» WRITTEN PROBLEM
Gather every line in the rows below that contains the string "tailgate", and copy each one.
— start of GIVEN RECORDS —
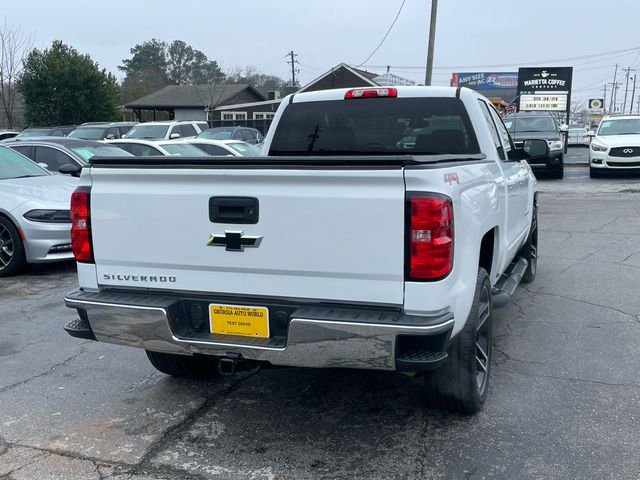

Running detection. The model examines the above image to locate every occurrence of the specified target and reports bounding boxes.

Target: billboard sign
[589,98,604,113]
[518,67,573,111]
[451,72,518,90]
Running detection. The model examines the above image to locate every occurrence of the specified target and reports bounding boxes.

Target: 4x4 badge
[207,230,262,252]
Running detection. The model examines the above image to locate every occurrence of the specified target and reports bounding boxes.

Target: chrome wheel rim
[0,225,14,270]
[475,285,492,395]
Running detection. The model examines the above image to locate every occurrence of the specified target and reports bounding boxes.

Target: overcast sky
[5,0,640,107]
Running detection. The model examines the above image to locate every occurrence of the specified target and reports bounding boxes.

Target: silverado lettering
[102,273,176,283]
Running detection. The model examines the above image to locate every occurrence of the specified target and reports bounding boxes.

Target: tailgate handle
[209,197,258,225]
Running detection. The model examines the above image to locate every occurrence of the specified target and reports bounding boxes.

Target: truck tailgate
[91,166,405,304]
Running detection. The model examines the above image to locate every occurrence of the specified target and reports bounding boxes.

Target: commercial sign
[589,98,604,113]
[451,72,518,90]
[520,95,567,112]
[518,67,573,111]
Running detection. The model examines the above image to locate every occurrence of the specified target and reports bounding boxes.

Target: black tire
[519,197,538,283]
[425,268,493,414]
[551,165,564,179]
[146,350,218,378]
[0,216,27,277]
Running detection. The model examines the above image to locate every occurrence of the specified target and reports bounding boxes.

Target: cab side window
[478,100,506,160]
[489,107,518,160]
[35,147,78,172]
— end of GIVEN RECORDS —
» TASK ANSWER
Target: tailgate handle
Target: truck tailgate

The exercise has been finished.